Since her death, more than 500 people had been killed by security forces as of January 1, 2023, more than 19,000 arrested in at least 134 cities and towns, and two executed. Under Iranian law, protesters can be charged with “waging war against God.”

Meanwhile, the nine-person CHRI team has focused ceaselessly on its three-pronged mission.

Demonstration in Washington DC in support of Iranian protestors. (Video courtesy of Nahal Mottaghian)

Providing Research and Analysis

“We want to bring out news from Iran in real time in a credible way, and in a way that the media can digest and use,” Ghaemi noted.

Journalists and others have turned to CHRI during the current crisis. Ghaemi and the organization had been cited some 7,000 times in international media by the end of 2022, providing not only news but analysis about what is happening in this closed country.

“Because there is literally no international access on the ground, and because Iran is often misunderstood, we have defined this as one of our most important tasks,” Ghaemi said.

Hadi Ghaemi Interviewed on CNN. (Photo courtesy of CHRI)

Developing Policy Recommendations

CHRI makes recommendations to both governments and multilateral institutes. For instance, CHRI has been engaged in dialogue with the Biden administration for the last two years, and many of their suggestions have been incorporated in U.S. government policies on Iran.

◆ Given instruction 1 ◆
According to the passage on the Center for Human Rights in Iran, why has the organization made reporting and analyzing news from Iran one of its most important tasks?
The passage and the rows below it come from separate sources.

◆ Records for processing ◆
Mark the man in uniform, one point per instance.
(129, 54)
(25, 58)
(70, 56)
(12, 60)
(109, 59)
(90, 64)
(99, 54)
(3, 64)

◆ Given instruction 2 ◆
Pick out every line in the rows that contains the word "point".

◆ Task response 1 ◆
Ghaemi says there is literally no international access on the ground in Iran, and Iran is often misunderstood. For those reasons, CHRI wants to bring out credible, real-time news from Iran in a form the media can use.

◆ Task response 2 ◆
Mark the man in uniform, one point per instance.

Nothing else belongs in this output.